YOUR TASK
Present every line of the listing below as a numbered list, leaving out blank lines and the pictures.

DATASET
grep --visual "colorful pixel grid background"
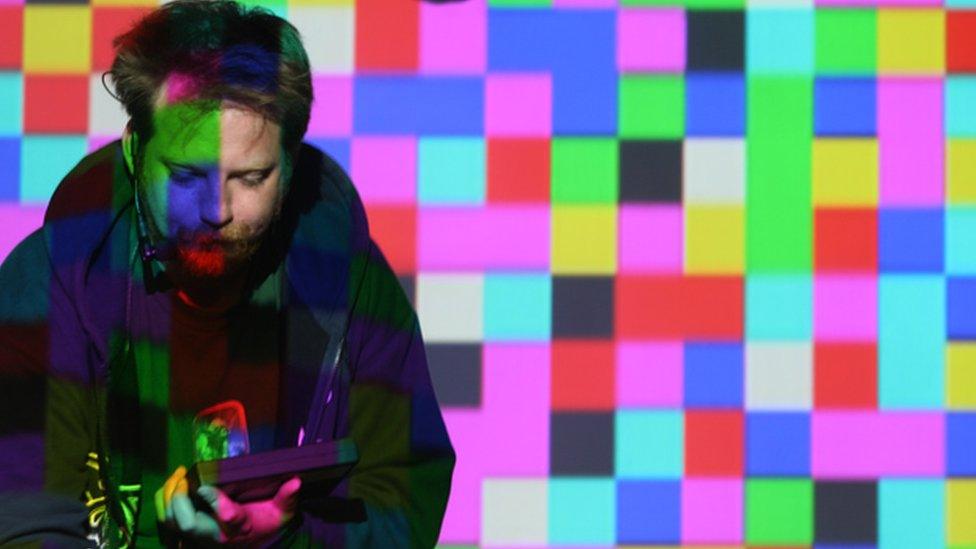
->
[0,0,976,549]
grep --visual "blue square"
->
[946,277,976,339]
[417,137,485,206]
[878,208,944,273]
[746,412,810,476]
[617,480,681,543]
[0,137,20,202]
[746,8,814,76]
[685,73,746,136]
[685,343,743,408]
[813,78,877,136]
[946,412,976,476]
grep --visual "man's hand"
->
[155,466,301,547]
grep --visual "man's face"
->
[141,94,284,279]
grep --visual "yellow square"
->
[878,8,945,74]
[946,479,976,546]
[24,4,92,73]
[946,341,976,409]
[685,205,745,274]
[813,139,878,206]
[552,205,617,275]
[946,139,976,204]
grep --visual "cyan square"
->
[878,479,945,549]
[685,342,744,408]
[945,207,976,275]
[746,275,813,341]
[685,72,746,136]
[878,208,944,273]
[946,412,976,476]
[0,72,24,136]
[946,277,976,339]
[617,480,681,544]
[813,77,877,136]
[0,137,20,202]
[614,410,684,478]
[549,477,617,545]
[20,135,88,203]
[746,412,810,476]
[417,137,485,205]
[746,8,815,75]
[878,274,946,409]
[945,75,976,137]
[485,273,552,341]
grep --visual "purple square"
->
[420,0,488,74]
[617,8,685,71]
[350,137,417,204]
[616,341,684,407]
[485,73,552,136]
[308,76,352,137]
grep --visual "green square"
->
[746,479,813,545]
[617,75,685,139]
[814,9,878,74]
[550,137,618,204]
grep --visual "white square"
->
[481,478,549,547]
[417,274,485,343]
[683,139,746,204]
[746,342,813,410]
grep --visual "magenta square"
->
[681,478,743,543]
[419,0,488,74]
[308,76,352,137]
[479,343,550,477]
[616,341,684,408]
[813,275,878,342]
[618,205,684,274]
[617,8,685,71]
[878,78,944,206]
[350,137,417,204]
[485,73,552,136]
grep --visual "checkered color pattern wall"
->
[0,0,976,549]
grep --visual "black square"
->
[688,10,745,71]
[814,481,878,543]
[425,343,481,408]
[552,276,613,338]
[619,140,682,203]
[549,412,613,476]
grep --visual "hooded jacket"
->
[0,141,455,547]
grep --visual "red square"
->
[814,208,878,272]
[946,10,976,72]
[0,6,24,69]
[685,410,744,477]
[92,6,152,71]
[355,0,420,71]
[24,74,88,133]
[551,340,616,410]
[488,139,550,202]
[813,343,878,409]
[366,205,417,274]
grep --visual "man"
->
[0,0,455,547]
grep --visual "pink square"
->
[813,275,878,342]
[308,76,352,137]
[681,478,743,544]
[485,73,552,136]
[479,343,550,477]
[878,78,944,206]
[617,8,685,71]
[350,137,417,204]
[618,205,684,274]
[616,341,684,407]
[419,0,488,74]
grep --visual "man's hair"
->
[108,0,312,152]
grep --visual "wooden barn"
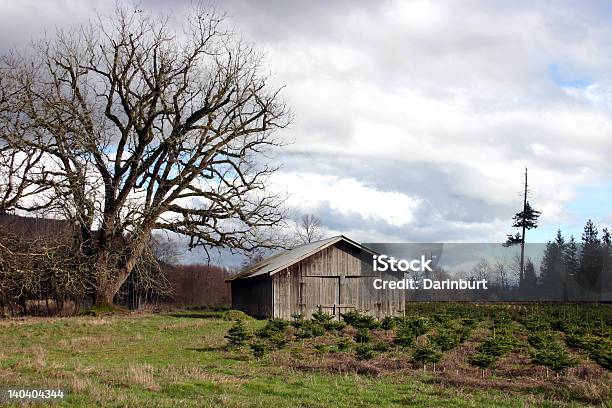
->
[230,236,405,319]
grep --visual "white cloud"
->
[273,173,419,226]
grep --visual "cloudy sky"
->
[0,0,612,264]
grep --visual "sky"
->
[0,0,612,266]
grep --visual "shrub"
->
[412,344,442,364]
[340,310,378,329]
[291,314,305,329]
[355,344,376,360]
[374,341,391,353]
[336,337,353,351]
[468,353,497,369]
[296,320,325,339]
[476,335,515,357]
[268,332,289,350]
[530,342,577,373]
[527,331,559,349]
[355,328,372,343]
[315,344,331,354]
[249,340,268,358]
[394,324,415,347]
[225,319,252,347]
[406,317,431,337]
[380,316,397,330]
[256,319,289,339]
[323,320,346,331]
[223,309,253,320]
[429,329,460,351]
[312,308,334,325]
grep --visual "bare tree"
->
[295,214,323,245]
[493,259,509,290]
[0,75,49,214]
[0,6,289,304]
[470,258,491,281]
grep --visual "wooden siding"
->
[232,241,405,319]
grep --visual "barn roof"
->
[228,235,372,281]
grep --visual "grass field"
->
[0,307,612,408]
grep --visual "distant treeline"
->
[0,214,230,316]
[407,220,612,302]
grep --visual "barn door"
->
[340,276,380,316]
[300,276,340,318]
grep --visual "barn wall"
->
[231,276,272,318]
[282,241,405,318]
[232,241,405,319]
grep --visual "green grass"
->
[0,312,604,408]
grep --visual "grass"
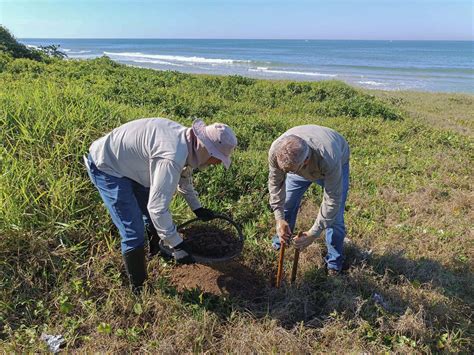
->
[0,52,474,353]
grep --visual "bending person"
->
[268,125,350,274]
[86,118,237,290]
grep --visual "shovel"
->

ANSWER TO THE PROBLEM
1. grep --visual "colorful pixel grid background"
2. ->
3. [0,0,976,549]
4. grep --visual "blue square"
5. ->
6. [946,277,976,339]
7. [417,137,485,206]
8. [878,208,944,273]
9. [746,412,810,476]
10. [617,480,681,543]
11. [0,137,20,202]
12. [746,8,814,76]
13. [685,73,746,136]
14. [685,343,743,408]
15. [813,78,877,136]
16. [946,412,976,476]
17. grep --visual "man's hand"
18. ->
19. [155,466,301,547]
20. grep --visual "man's face"
21. ->
22. [141,94,284,279]
23. grep --visual "yellow square"
24. ->
25. [878,8,945,74]
26. [946,479,976,546]
27. [24,4,92,73]
28. [946,341,976,409]
29. [685,205,745,274]
30. [813,139,878,206]
31. [552,205,617,275]
32. [946,139,976,204]
33. grep --visual "cyan square"
34. ->
35. [878,479,945,549]
36. [685,342,744,408]
37. [945,207,976,275]
38. [746,275,813,341]
39. [685,72,746,136]
40. [878,208,944,273]
41. [946,412,976,476]
42. [0,72,24,136]
43. [946,277,976,339]
44. [617,480,681,544]
45. [813,77,877,136]
46. [0,137,20,202]
47. [614,410,684,478]
48. [549,477,617,545]
49. [20,135,88,203]
50. [746,412,810,476]
51. [417,137,485,205]
52. [746,8,815,75]
53. [878,274,946,409]
54. [945,75,976,137]
55. [485,273,552,341]
56. grep --visual "purple square"
57. ->
58. [420,0,488,74]
59. [617,8,685,71]
60. [350,137,417,204]
61. [616,341,684,407]
62. [485,73,552,136]
63. [308,76,352,137]
64. grep --visual "green square"
65. ->
66. [746,479,813,545]
67. [617,75,685,139]
68. [814,9,878,74]
69. [550,137,618,204]
70. grep --visual "white square"
71. ->
72. [481,478,549,547]
73. [417,274,485,343]
74. [683,139,746,204]
75. [746,342,813,410]
76. grep --visual "magenta square"
77. ->
78. [681,478,743,543]
79. [419,0,488,74]
80. [308,76,352,137]
81. [479,343,550,477]
82. [616,341,684,408]
83. [813,275,878,342]
84. [618,205,684,274]
85. [617,8,685,71]
86. [878,78,944,206]
87. [350,137,417,204]
88. [485,73,552,136]
89. grep --visual "checkered color pattern wall"
90. ->
91. [0,0,976,549]
92. grep --visual "black square"
93. ->
94. [688,10,745,71]
95. [814,481,878,543]
96. [425,343,481,408]
97. [552,276,613,338]
98. [619,140,682,203]
99. [549,412,613,476]
100. grep --visual "hooded jacket"
101. ->
102. [0,141,455,547]
103. grep --visual "red square"
104. ->
105. [814,208,878,272]
106. [946,10,976,72]
107. [0,6,24,69]
108. [685,410,744,477]
109. [92,6,152,71]
110. [355,0,420,71]
111. [24,74,88,133]
112. [551,340,616,410]
113. [488,139,550,202]
114. [813,343,878,409]
115. [366,205,417,274]
116. grep --visual "man"
117. ->
118. [0,0,455,547]
119. grep --visual "pink square"
120. ->
121. [813,275,878,342]
122. [308,76,352,137]
123. [681,478,743,544]
124. [485,73,552,136]
125. [479,343,550,477]
126. [878,78,944,206]
127. [617,8,685,71]
128. [350,137,417,204]
129. [618,205,684,274]
130. [616,341,684,407]
131. [419,0,488,74]
132. grep --visual "man's hair"
133. ->
134. [108,0,312,152]
135. grep --visual "wooden barn"
136. ->
137. [230,236,405,319]
138. grep --visual "white cloud"
139. ->
140. [273,173,419,226]
141. grep --visual "cloudy sky"
142. ->
143. [0,0,612,264]
144. grep --visual "sky"
145. ->
146. [0,0,612,266]
147. grep --visual "shrub"
148. ->
149. [412,344,442,364]
150. [340,310,378,329]
151. [291,314,305,329]
152. [355,344,376,360]
153. [374,341,391,353]
154. [336,337,353,351]
155. [468,353,497,369]
156. [296,320,325,339]
157. [476,335,515,357]
158. [268,332,289,350]
159. [530,342,577,373]
160. [527,331,559,349]
161. [355,328,372,343]
162. [315,344,331,354]
163. [249,340,268,358]
164. [394,324,415,347]
165. [225,319,252,347]
166. [406,317,431,337]
167. [380,316,397,330]
168. [256,319,289,339]
169. [323,320,346,331]
170. [223,309,253,320]
171. [429,329,460,351]
172. [312,308,334,325]
173. grep --visual "bare tree"
174. ->
175. [295,214,323,245]
176. [493,259,509,290]
177. [0,75,49,214]
178. [0,6,289,304]
179. [470,258,491,281]
180. grep --visual "wooden siding"
181. ->
182. [232,241,405,319]
183. grep --visual "barn roof"
184. ->
185. [228,235,372,281]
186. grep --visual "grass field"
187. ->
188. [0,307,612,408]
189. grep --visual "distant treeline"
190. ->
191. [0,214,230,316]
192. [407,220,612,302]
193. grep --visual "barn door"
194. ->
195. [340,276,380,316]
196. [300,276,340,318]
197. grep --visual "barn wall"
198. ->
199. [231,276,272,318]
200. [282,241,405,318]
201. [232,241,405,319]
202. grep --visual "green grass"
203. ->
204. [0,312,604,408]
205. grep --visual "grass"
206. ->
207. [0,52,474,353]
208. grep --visual "bending person"
209. ->
210. [268,125,350,274]
211. [86,118,237,290]
212. grep --visual "shovel"
213. ->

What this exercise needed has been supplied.